Most departments or ministries of education state the purposes of assessment. I'm particularly fond of New Zealand's statement:
The primary purpose of assessment is to improve students’ learning and teachers’ teaching as both respond to the information it provides. Assessment for learning is an ongoing process that arises out of the interaction between teaching and learning.
I like this because it captures the feedback process and acknowledges that both students and educators should respond to that feedback. It also encompasses the various goals of assessment — to inform individual student learning, to measure the effectiveness of the learning system, and to serve as evidence of student skills.
Today I'm writing about the purposes of assessment and the value of standardized assessment.
Inform Individual Student Learning
The most important use of assessment is to improve individual learning. When used properly, assessments improve individual learning in three ways. 1) Exercising and demonstrating skills reinforces student understanding and helps retention. 2) Student attention to the assessment results can increase motivation and direct their choice of learning activities. 3) Educator attention to assessment results can direct their assignment of learning activities or inform interventions.
All of these involve educational feedback loops. However these impacts are only achieved if the right assessment is used for the right purpose. For example, many high-stakes assessments were developed primarily to comply with regulations, such as The No Child Left Behind Act (replaced by ESSA). The reports required by these regulations focus on the percentage of students at each institution that achieve standards for grade-level competency. A test focused on that type of report centers on the threshold of competency. It can indicate with great reliability whether a student is above or below the threshold but may not be reliable for other insight. Such a threshold test is a poor choice for informing learning activities, diagnosing areas of weakness, or measuring growth.

USING THE INFORMATION:
a - Copy the passage on assessment above word for word, from "Most departments or" to "of student skills.".
b - Translate this sentence from the passage on assessment into Spanish: "The most important use of assessment is to improve individual learning."

STORED DATA:
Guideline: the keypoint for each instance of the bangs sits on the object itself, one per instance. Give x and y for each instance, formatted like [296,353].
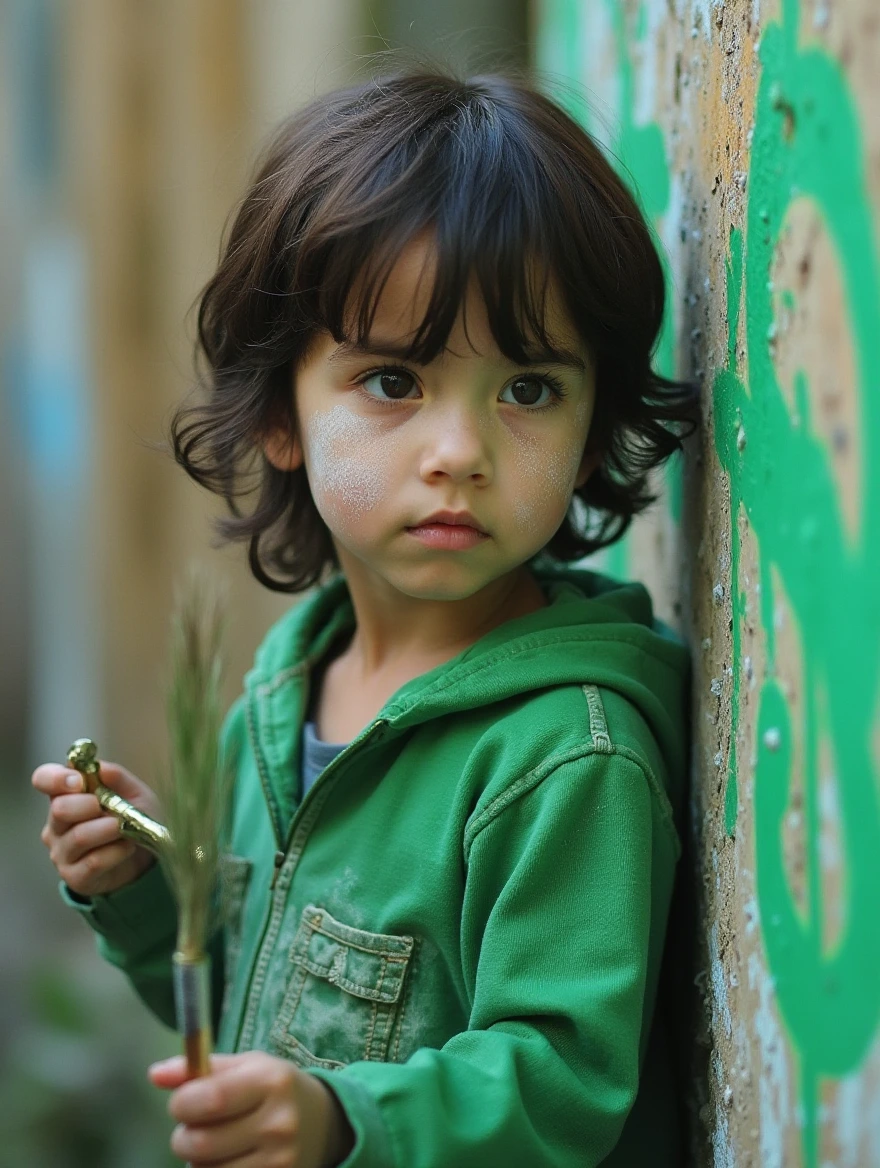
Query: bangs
[475,179]
[519,202]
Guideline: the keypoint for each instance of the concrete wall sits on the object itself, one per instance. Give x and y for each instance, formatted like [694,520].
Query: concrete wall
[753,131]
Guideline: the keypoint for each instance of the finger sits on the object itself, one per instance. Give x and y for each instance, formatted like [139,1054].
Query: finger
[234,1090]
[66,811]
[53,779]
[216,1144]
[91,835]
[97,862]
[123,781]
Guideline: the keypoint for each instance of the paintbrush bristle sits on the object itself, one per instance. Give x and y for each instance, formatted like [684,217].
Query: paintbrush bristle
[195,786]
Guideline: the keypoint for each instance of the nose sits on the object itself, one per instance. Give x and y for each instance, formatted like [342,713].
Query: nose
[457,447]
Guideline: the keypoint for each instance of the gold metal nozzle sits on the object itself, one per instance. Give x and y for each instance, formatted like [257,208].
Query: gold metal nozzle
[133,825]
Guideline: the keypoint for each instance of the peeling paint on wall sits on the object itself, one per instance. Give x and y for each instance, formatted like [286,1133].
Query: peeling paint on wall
[753,136]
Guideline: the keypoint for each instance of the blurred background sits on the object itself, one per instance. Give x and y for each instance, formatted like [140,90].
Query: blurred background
[127,131]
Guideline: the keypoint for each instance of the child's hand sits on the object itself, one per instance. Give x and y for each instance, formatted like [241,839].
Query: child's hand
[83,841]
[254,1111]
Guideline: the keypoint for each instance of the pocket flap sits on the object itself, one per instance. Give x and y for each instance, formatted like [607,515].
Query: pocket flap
[367,965]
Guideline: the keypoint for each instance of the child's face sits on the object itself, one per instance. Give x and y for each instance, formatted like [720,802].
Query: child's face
[389,443]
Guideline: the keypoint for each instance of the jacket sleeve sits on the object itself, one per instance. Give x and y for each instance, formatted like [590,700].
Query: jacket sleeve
[137,925]
[556,933]
[136,931]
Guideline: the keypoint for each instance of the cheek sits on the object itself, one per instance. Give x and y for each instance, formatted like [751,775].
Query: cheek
[544,479]
[347,467]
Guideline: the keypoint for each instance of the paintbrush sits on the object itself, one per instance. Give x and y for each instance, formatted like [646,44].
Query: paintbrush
[194,790]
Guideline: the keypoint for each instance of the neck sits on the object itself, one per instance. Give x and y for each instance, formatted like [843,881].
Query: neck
[395,631]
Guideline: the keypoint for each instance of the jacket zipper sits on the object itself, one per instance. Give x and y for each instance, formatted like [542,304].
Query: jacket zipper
[281,855]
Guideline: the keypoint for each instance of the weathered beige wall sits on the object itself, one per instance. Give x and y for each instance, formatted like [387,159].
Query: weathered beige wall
[752,130]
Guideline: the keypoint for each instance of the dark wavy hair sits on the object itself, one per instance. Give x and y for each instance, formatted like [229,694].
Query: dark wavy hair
[510,186]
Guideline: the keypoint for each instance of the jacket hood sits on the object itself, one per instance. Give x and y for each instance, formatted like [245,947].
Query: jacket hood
[594,630]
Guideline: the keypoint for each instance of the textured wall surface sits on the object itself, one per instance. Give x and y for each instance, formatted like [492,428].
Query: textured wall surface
[752,130]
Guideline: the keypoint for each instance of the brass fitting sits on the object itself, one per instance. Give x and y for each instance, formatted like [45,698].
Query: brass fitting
[133,825]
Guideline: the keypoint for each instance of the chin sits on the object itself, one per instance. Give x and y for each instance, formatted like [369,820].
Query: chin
[441,582]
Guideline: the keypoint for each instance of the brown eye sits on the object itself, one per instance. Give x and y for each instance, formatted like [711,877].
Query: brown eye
[527,391]
[393,384]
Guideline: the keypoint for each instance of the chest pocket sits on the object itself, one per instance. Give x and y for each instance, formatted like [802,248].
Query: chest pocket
[344,1001]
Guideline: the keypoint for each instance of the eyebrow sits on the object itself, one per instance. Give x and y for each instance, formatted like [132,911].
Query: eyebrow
[351,349]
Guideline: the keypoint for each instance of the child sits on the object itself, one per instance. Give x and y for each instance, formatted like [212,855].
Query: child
[458,764]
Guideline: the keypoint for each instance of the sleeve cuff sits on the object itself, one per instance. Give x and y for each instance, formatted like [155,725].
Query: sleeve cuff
[136,917]
[372,1142]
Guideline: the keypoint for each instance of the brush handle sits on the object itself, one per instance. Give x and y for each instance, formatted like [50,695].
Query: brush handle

LIST OF ANSWERS:
a -
Most departments or ministries of education state the purposes of assessment. I'm particularly fond of New Zealand's statement:
The primary purpose of assessment is to improve students’ learning and teachers’ teaching as both respond to the information it provides. Assessment for learning is an ongoing process that arises out of the interaction between teaching and learning.
I like this because it captures the feedback process and acknowledges that both students and educators should respond to that feedback. It also encompasses the various goals of assessment — to inform individual student learning, to measure the effectiveness of the learning system, and to serve as evidence of student skills.

b - El uso más importante de la evaluación es mejorar el aprendizaje individual.